=== Begin Enclosure ===

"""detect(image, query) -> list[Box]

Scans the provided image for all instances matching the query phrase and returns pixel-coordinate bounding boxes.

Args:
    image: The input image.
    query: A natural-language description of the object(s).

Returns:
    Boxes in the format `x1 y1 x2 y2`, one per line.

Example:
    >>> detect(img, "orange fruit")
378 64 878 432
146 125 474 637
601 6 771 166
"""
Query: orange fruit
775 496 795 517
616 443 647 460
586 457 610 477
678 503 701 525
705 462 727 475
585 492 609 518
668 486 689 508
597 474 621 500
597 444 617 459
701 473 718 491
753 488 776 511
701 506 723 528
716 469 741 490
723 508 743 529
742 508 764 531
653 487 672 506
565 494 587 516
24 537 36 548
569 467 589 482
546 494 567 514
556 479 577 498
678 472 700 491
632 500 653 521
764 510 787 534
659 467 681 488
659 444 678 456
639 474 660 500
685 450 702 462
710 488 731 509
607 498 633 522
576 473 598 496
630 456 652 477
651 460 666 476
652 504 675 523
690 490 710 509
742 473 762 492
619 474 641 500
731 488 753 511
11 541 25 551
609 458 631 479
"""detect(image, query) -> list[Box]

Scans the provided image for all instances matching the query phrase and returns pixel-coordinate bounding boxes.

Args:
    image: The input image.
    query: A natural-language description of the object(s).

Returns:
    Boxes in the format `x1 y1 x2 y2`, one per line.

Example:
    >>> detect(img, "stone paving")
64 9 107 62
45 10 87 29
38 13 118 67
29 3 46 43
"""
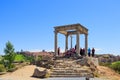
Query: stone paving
50 58 94 78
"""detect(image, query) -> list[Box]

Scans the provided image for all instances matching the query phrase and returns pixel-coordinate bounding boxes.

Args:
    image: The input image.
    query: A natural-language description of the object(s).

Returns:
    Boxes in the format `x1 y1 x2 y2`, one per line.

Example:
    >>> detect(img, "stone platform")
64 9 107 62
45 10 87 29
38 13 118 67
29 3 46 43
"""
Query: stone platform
50 57 99 78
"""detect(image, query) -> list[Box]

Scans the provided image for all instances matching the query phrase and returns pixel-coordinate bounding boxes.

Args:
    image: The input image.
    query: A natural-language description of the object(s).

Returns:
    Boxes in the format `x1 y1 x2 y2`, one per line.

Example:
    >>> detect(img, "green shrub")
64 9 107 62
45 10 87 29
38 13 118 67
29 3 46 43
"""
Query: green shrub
0 56 4 64
14 54 25 62
7 64 16 72
99 62 111 67
25 56 34 63
36 55 42 61
110 61 120 73
0 64 6 72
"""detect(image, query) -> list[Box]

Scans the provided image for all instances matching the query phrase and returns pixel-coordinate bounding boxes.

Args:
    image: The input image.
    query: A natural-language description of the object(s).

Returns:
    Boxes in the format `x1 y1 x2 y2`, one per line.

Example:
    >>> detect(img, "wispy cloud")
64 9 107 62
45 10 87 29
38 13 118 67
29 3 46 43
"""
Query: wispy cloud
95 48 102 52
27 49 41 52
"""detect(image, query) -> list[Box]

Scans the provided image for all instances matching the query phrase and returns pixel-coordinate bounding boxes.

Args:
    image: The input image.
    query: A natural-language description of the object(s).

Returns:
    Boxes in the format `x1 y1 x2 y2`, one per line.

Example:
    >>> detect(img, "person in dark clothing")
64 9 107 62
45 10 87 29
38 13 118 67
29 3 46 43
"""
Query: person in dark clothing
58 47 60 56
75 44 76 50
82 48 85 56
80 48 83 56
92 48 95 57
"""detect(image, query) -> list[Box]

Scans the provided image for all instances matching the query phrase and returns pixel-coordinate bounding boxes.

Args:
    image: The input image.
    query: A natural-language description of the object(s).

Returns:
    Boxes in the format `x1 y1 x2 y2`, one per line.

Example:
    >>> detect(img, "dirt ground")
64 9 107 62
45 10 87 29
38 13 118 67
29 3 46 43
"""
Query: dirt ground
0 65 45 80
97 66 120 80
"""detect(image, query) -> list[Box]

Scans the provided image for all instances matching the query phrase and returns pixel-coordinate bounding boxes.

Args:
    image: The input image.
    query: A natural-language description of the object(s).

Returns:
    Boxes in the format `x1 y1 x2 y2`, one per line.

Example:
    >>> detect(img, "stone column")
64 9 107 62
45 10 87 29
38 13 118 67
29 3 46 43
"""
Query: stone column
85 34 88 56
65 34 68 52
76 31 80 55
54 31 58 56
70 35 72 49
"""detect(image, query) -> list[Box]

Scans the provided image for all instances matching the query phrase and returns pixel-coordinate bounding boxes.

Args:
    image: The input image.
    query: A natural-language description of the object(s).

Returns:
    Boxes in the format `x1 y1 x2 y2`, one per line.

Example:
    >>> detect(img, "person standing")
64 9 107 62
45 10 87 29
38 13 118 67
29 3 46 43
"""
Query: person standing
80 48 83 56
92 48 95 57
82 48 85 56
88 48 91 57
75 44 76 50
58 47 60 56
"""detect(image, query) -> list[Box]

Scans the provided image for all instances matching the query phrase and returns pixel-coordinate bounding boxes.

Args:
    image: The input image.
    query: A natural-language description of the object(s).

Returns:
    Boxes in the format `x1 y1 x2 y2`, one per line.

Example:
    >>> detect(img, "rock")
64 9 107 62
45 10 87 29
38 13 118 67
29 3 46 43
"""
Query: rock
76 57 99 67
32 67 50 78
76 57 88 66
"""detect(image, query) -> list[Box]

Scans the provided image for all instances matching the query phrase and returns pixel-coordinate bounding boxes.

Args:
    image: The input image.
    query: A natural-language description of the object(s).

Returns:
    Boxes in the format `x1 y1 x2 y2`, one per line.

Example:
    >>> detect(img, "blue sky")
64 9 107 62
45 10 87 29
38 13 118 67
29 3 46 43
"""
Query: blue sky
0 0 120 55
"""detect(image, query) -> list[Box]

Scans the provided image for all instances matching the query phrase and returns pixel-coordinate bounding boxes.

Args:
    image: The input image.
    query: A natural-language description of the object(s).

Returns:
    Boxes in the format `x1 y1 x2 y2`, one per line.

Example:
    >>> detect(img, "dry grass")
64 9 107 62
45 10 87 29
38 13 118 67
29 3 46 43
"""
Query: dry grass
97 66 120 80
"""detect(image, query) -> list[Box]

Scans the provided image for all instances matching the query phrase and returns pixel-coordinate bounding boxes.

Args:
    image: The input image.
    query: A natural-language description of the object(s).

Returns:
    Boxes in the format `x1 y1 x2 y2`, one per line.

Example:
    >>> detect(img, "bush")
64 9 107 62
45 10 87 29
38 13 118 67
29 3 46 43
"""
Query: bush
37 55 42 61
0 64 6 72
0 56 4 64
99 62 111 67
110 61 120 73
14 54 25 62
7 64 16 72
25 56 35 63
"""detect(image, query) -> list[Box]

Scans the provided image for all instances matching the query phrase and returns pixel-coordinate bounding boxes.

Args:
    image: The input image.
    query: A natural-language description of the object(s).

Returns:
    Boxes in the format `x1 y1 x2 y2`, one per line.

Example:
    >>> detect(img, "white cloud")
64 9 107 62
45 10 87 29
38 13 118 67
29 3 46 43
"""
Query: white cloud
47 48 65 53
95 48 102 52
27 49 41 52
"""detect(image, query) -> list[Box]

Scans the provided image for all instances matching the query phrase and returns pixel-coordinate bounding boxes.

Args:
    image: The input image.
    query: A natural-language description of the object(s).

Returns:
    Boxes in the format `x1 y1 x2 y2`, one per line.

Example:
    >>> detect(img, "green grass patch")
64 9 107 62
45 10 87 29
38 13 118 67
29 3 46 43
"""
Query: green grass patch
99 62 111 67
14 54 25 62
110 61 120 74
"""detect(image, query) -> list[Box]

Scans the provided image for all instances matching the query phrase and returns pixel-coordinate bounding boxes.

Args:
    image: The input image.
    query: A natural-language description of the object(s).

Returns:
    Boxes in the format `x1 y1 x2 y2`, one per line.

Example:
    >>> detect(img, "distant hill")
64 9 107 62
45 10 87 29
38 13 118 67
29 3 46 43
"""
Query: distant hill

=== End Enclosure ===

YOUR GOAL: The number of lines above containing the word "distant" is all that should be returned.

TASK RESPONSE: 2